- Aim of the task: Write the data below out again, unchanged.

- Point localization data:

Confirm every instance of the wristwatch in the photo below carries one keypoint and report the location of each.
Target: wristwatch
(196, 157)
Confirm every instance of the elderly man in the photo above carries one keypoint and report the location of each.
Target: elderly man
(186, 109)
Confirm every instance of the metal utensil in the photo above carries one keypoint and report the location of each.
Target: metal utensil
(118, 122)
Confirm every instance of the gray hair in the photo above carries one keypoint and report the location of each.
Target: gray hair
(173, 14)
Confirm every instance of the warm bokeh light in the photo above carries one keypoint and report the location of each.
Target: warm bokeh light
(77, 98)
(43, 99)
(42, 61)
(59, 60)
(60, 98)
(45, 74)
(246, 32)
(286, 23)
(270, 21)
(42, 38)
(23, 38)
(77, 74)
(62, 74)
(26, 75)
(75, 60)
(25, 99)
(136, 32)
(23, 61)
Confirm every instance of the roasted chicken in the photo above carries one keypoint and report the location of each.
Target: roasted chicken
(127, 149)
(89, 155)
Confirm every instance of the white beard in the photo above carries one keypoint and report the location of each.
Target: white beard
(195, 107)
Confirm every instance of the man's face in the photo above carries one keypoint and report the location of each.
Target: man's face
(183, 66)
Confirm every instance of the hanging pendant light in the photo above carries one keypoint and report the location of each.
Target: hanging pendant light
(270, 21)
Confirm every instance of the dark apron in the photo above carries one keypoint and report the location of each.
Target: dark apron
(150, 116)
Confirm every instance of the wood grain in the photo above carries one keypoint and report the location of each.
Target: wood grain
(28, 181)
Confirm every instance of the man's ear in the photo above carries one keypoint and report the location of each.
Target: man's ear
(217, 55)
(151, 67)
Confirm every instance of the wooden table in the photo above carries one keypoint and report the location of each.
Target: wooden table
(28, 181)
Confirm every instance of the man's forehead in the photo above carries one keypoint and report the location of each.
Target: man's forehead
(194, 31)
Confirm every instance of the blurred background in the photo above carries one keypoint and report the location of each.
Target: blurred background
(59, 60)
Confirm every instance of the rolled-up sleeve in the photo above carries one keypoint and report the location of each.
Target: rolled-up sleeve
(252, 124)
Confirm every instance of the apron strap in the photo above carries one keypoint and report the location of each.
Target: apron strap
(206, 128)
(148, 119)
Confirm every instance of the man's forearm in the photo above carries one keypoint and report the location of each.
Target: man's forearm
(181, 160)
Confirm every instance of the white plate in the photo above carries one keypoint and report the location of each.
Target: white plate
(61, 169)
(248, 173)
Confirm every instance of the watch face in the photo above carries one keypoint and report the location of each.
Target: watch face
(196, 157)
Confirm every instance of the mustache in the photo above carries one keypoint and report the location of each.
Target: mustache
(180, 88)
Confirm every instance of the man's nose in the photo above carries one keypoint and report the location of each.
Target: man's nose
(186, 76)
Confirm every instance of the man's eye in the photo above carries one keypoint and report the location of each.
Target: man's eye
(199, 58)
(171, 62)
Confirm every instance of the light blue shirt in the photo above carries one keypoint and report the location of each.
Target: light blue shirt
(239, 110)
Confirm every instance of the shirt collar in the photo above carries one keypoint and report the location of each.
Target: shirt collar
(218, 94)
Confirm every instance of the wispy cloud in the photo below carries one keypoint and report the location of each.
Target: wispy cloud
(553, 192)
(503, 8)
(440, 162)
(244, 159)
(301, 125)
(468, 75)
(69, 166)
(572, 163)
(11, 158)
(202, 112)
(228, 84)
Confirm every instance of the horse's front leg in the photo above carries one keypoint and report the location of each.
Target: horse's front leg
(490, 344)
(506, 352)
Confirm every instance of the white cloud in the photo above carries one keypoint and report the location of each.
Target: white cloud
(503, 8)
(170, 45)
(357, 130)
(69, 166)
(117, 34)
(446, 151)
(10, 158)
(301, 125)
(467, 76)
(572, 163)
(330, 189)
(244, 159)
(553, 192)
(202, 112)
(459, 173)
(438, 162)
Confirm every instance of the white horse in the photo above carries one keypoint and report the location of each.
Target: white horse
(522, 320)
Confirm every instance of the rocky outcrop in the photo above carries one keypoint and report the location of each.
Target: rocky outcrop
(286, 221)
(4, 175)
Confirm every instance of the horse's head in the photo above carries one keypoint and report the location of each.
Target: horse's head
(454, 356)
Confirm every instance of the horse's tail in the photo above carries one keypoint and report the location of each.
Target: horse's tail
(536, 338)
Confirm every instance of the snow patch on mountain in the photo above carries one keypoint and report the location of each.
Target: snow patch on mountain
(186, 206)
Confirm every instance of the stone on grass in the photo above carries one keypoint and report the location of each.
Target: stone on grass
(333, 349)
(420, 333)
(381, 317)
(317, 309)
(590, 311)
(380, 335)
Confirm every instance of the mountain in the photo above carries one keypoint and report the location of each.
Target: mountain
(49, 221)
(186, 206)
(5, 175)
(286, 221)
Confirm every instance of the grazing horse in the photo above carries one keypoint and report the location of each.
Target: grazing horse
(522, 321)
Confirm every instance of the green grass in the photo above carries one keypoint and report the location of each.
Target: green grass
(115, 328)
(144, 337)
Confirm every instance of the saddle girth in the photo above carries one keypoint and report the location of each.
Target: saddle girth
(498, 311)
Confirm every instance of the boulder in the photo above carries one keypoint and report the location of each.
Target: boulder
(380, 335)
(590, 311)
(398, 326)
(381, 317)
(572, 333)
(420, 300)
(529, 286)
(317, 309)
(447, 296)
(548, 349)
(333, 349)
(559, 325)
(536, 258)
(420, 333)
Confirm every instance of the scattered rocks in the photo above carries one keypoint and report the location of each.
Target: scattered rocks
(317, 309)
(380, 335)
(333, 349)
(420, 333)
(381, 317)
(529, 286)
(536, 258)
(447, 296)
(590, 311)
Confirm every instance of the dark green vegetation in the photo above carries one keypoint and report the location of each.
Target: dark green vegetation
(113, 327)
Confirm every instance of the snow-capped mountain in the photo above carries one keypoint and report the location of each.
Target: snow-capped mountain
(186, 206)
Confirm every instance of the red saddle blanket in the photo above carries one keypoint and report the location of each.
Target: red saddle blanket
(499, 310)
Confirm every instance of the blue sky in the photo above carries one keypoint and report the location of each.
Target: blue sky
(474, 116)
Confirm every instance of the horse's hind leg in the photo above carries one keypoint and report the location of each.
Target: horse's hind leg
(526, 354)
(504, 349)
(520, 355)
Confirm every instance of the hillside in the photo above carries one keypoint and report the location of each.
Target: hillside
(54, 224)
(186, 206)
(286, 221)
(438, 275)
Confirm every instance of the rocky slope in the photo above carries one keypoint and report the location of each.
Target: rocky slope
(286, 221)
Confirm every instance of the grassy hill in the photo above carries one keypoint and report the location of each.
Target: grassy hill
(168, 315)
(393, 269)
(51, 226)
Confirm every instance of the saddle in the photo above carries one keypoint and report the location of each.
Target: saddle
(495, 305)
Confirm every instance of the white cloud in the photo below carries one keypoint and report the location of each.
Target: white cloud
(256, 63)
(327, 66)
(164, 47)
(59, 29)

- Expected answer:
Confirm every instance of the wristwatch in the photo below carries one keypoint and report the location of each.
Target: wristwatch
(196, 157)
Confirm every instance of the elderly man in the photo above carries one keypoint and report the location of each.
Target: elderly man
(186, 109)
Confirm every instance of the metal utensil in the photo above carries one keypoint and report the location of each.
Target: metal utensil
(118, 122)
Confirm every instance of the gray hair in the photo above carries one keypoint and report the location of each.
Target: gray hair
(173, 14)
Confirm every instance of the warm bokeh light in the photo above carries one keypoint and report the location of each.
Target: warm bokeh light
(77, 98)
(43, 99)
(42, 61)
(59, 60)
(60, 98)
(45, 74)
(246, 32)
(286, 23)
(270, 21)
(42, 38)
(23, 38)
(77, 74)
(62, 74)
(26, 75)
(75, 60)
(25, 99)
(136, 32)
(23, 61)
Confirm every instance of the roasted chicken in the photo above carries one keypoint and report the location of each.
Target: roasted chicken
(127, 149)
(89, 155)
Confirm every instance of the white beard in the photo above carries one keypoint and report the location of each.
Target: white beard
(195, 107)
Confirm every instance of the man's face in the photo above carries one keypoint and report the location of each.
Target: man's face
(183, 66)
Confirm every instance of the hanging pendant light in the photo above carries one keypoint and report the location of each.
Target: hanging pendant light
(270, 21)
Confirm every instance of the dark apron in the photo above carries one keypoint and report the location of each.
Target: dark apron
(150, 116)
Confirm every instance of the wood grain in the photo above carries one keypoint and report the location of each.
Target: wood grain
(28, 181)
Confirm every instance of the man's ear in the photo above carries one keypoint and report the location of each.
Target: man's ear
(217, 55)
(151, 67)
Confirm every instance of the wooden table in the photo above carries one keypoint and report the location of each.
Target: wooden table
(28, 181)
Confirm every instance of the man's forehead in the photo above carries one keypoint and report the location of each.
Target: man's forehead
(194, 31)
Confirm every instance of the blurred background in the photo above carries one keypoint and report the location of each.
Target: blurred background
(59, 60)
Confirm every instance of the rolled-up sleeve in the photo above carries one keypoint and report the location of each.
Target: rolled-up sleeve
(252, 124)
Confirm every instance of the apron strap in the photo above carries one keypoint and report the location of each.
Target: apron strap
(206, 128)
(148, 119)
Confirm every instance of the man's forearm in the photo above carries one keypoint and report the location of each.
Target: man's forearm
(181, 160)
Confirm every instance of the white plate in the photo above carries one keypoint and report the location of each.
Target: white plate
(61, 169)
(248, 173)
Confirm every instance of the watch face in the photo above carries one keypoint and report the location of each.
Target: watch face
(196, 157)
Confirm every instance of the mustache in the photo above carries one keypoint and report the location of each.
Target: mustache
(180, 88)
Confirm every instance of the man's nose in the photo above carries one keypoint and report the location of each.
Target: man's nose
(186, 76)
Confirm every instance of the man's eye in the photo above carries one keypoint and report the location of each.
Target: man's eye
(199, 58)
(171, 62)
Confirm every instance of the light blue shirt in the photo above carries one keypoint and report the location of each.
Target: light blue shirt
(239, 110)
Confirm every instance of the shirt collar in the photo above carries one keypoint and report the location of each.
Target: shirt collar
(218, 94)
Confirm every instance of the wispy cloud in the photo below carries one keypoint and report the location of each.
Target: wispy cloud
(553, 192)
(503, 8)
(440, 162)
(244, 159)
(301, 125)
(468, 75)
(69, 166)
(572, 163)
(11, 158)
(202, 112)
(228, 84)
Confirm every instance of the horse's front leg in the photo above carries one keypoint and report the location of each.
Target: horse's front leg
(490, 344)
(506, 352)
Confirm every instance of the white cloud in the photo above carries one keypoint and report the location of each.
Target: white cloud
(503, 8)
(170, 45)
(357, 130)
(69, 166)
(117, 34)
(446, 151)
(10, 158)
(301, 125)
(467, 76)
(572, 163)
(330, 189)
(244, 159)
(553, 192)
(202, 112)
(459, 173)
(438, 162)
Confirm every instance of the white horse in the photo above carries one keypoint and report the location of each.
Target: white horse
(522, 320)
Confirm every instance of the rocky outcrop in the photo above carries one keypoint and report the location of each.
Target: rocky outcrop
(286, 221)
(4, 175)
Confirm every instance of the horse's head in the photo above carries one keypoint and report the location of each.
Target: horse's head
(454, 356)
Confirm every instance of the horse's tail in the photo above carries one keypoint and report the location of each.
Target: horse's tail
(536, 338)
Confirm every instance of the snow patch on mountain in the photo above carries one keypoint and report the location of each.
Target: snow patch on mountain
(186, 206)
Confirm every instance of the stone on grass in the photo above carries one keypoint and report the location of each.
Target: stone on grass
(333, 349)
(420, 333)
(381, 317)
(317, 309)
(590, 311)
(380, 335)
Confirm every instance of the mountain in the photo above carries one keypoint and report the location of each.
Target: mountain
(49, 221)
(186, 206)
(5, 175)
(286, 221)
Confirm every instance of the grazing horse in the photo above carries one keypoint and report the location of each.
Target: grazing horse
(522, 321)
Confirm every instance of the green grass in the photo above carries one keypoint and report the location of each.
Target: green grass
(115, 328)
(144, 337)
Confirm every instance of the saddle girth in the photo above carries one keypoint and report the location of each.
Target: saddle girth
(498, 311)
Confirm every instance of the boulder in the photo above carries one keypoint and report the location of each.
Target: boulder
(380, 335)
(590, 311)
(398, 326)
(381, 317)
(572, 333)
(420, 300)
(529, 286)
(317, 309)
(447, 296)
(548, 349)
(333, 349)
(559, 325)
(536, 258)
(420, 333)
Confirm every instance of the scattered rocks in the photo above carries one keypoint and report the location of each.
Target: scattered rocks
(317, 309)
(380, 335)
(333, 349)
(420, 333)
(381, 317)
(529, 286)
(536, 258)
(447, 296)
(590, 311)
Confirm every instance of the dark green vegetation in the photo above carries one keypoint and report the location of each.
Target: dark green vegetation
(113, 327)
Confirm every instance of the snow-capped mountain in the photo above carries one keypoint and report the location of each.
Target: snow-capped mountain
(186, 206)
Confirm every instance of the red saddle blanket in the photo above carries one keypoint and report the location of each.
Target: red saddle blanket
(499, 310)
Confirm every instance of the blue sky in the photo above carries one keypoint and report the location of each.
Target: blue sky
(474, 116)
Confirm every instance of the horse's hind leg in the photo above carries one keypoint and report the location of each.
Target: horse's hind leg
(526, 354)
(504, 349)
(520, 355)
Confirm every instance of the hillside in the photo above carries one keypoint and report the location of each.
Target: hillside
(54, 224)
(186, 206)
(286, 221)
(438, 275)
Confirm every instance of the rocky slope in the photo above carries one keypoint and report the location of each.
Target: rocky slope
(286, 221)
Confirm every instance of the grassy hill in the photo above carries one keypoint and report the location of each.
Target: grassy hill
(168, 315)
(393, 269)
(51, 226)
Confirm every instance of the saddle in the photo above carries one keypoint and report the location of each.
Target: saddle
(495, 305)
Confirm every instance of the white cloud in the photo below carries one keypoint and report the location of each.
Target: white cloud
(256, 63)
(327, 66)
(164, 47)
(59, 29)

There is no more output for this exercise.